(Registros de una colección)

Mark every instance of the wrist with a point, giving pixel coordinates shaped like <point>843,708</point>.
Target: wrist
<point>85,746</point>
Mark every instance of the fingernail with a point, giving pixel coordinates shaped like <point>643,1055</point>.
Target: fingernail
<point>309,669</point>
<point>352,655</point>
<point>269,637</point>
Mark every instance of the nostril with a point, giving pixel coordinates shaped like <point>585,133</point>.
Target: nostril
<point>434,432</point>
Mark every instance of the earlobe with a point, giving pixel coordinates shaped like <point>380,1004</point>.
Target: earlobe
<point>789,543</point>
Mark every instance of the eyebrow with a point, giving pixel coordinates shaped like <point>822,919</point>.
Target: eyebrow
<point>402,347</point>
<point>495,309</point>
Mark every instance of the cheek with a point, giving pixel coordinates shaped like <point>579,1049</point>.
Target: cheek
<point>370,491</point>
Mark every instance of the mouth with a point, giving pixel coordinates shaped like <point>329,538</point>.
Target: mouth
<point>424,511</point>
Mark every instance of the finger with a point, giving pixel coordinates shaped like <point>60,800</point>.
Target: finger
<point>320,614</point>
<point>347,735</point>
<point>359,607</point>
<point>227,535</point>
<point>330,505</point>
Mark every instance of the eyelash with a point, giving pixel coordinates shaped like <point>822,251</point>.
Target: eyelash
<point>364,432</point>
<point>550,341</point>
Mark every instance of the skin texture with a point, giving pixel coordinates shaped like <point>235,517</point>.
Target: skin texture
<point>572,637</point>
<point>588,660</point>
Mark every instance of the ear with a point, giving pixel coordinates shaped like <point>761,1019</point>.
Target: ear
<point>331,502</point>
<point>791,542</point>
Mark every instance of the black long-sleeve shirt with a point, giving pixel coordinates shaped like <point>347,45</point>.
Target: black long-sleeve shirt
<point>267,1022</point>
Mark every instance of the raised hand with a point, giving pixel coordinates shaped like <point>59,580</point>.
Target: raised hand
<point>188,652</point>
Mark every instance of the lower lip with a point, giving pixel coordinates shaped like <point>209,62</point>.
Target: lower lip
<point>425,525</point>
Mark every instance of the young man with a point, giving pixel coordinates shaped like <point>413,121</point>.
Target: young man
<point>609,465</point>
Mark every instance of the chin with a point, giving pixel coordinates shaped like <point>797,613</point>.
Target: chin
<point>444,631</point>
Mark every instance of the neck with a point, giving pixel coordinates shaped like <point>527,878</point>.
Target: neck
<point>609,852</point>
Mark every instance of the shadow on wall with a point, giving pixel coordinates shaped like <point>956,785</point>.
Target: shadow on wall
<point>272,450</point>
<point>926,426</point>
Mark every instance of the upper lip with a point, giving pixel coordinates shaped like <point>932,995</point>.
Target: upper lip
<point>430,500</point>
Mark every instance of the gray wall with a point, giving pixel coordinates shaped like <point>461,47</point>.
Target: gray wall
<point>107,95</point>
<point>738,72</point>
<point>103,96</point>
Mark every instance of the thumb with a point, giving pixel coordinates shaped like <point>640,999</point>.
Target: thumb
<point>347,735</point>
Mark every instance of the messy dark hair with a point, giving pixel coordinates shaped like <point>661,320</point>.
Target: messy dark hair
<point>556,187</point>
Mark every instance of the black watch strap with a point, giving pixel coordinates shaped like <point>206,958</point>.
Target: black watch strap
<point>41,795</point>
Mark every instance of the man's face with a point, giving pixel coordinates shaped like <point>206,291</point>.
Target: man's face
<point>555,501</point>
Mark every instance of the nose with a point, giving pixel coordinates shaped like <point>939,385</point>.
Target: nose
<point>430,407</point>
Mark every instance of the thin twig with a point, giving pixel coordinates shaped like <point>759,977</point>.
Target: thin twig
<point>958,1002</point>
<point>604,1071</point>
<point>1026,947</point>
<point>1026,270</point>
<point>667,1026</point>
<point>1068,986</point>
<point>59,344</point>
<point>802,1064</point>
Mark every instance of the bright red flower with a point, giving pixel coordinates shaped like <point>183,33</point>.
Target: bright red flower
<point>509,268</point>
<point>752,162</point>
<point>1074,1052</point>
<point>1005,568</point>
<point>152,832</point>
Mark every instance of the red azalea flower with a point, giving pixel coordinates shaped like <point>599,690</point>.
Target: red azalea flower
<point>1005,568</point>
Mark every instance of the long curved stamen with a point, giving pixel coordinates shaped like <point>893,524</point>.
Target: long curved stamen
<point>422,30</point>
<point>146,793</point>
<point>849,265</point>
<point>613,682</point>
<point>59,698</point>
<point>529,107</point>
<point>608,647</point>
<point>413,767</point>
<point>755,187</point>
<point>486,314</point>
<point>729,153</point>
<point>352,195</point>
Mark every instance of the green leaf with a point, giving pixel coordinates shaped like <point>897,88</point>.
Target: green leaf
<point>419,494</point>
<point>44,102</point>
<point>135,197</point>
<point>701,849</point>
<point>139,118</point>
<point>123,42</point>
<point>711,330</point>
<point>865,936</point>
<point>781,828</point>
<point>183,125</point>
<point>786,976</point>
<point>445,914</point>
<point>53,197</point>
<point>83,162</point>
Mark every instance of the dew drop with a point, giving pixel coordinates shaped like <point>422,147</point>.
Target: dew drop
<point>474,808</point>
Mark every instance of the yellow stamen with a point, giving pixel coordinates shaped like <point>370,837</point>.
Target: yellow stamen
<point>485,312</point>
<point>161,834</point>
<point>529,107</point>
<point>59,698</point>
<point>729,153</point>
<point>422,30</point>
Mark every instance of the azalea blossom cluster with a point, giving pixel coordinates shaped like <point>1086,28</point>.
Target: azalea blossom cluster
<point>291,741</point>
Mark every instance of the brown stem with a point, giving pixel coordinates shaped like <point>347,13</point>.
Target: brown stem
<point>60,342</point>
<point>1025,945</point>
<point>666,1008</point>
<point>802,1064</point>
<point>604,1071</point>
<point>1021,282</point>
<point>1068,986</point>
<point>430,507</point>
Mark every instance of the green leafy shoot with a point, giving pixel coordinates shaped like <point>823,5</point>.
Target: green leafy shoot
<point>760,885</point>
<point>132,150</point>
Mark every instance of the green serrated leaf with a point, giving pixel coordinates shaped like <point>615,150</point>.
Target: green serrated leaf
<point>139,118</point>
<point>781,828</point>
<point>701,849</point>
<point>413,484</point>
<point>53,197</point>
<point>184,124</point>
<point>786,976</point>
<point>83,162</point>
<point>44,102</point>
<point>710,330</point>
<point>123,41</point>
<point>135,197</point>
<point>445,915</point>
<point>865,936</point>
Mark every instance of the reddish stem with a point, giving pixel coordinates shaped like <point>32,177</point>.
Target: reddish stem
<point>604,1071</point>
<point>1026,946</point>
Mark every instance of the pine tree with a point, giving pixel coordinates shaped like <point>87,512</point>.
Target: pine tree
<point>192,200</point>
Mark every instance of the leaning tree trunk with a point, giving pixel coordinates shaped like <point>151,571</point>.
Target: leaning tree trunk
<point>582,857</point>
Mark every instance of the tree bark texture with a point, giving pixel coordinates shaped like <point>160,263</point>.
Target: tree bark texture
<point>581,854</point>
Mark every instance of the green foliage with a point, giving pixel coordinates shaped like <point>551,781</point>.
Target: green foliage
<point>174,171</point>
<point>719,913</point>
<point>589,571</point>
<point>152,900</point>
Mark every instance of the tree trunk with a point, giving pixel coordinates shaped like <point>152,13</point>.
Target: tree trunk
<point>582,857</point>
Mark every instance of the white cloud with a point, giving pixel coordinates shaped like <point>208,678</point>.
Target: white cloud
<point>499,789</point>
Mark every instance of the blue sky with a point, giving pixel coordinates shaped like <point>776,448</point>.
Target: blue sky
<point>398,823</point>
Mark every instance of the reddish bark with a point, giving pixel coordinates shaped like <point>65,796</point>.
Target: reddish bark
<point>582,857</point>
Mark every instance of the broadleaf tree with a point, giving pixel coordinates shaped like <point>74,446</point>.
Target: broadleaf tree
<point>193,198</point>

▶ **Instrucciones y requisitos**
Escribe como lista numerada las líneas de los registros desde la que contiene "Mark every instance of the shadow" hasta la que contiene "<point>926,426</point>", ambas incluidas, y deja fuera las líneas en blanco.

▶ **Respuesta completa**
1. Mark every instance of the shadow on wall with a point, giving pixel coordinates shaped like <point>956,785</point>.
2. Target: shadow on wall
3. <point>272,450</point>
4. <point>926,426</point>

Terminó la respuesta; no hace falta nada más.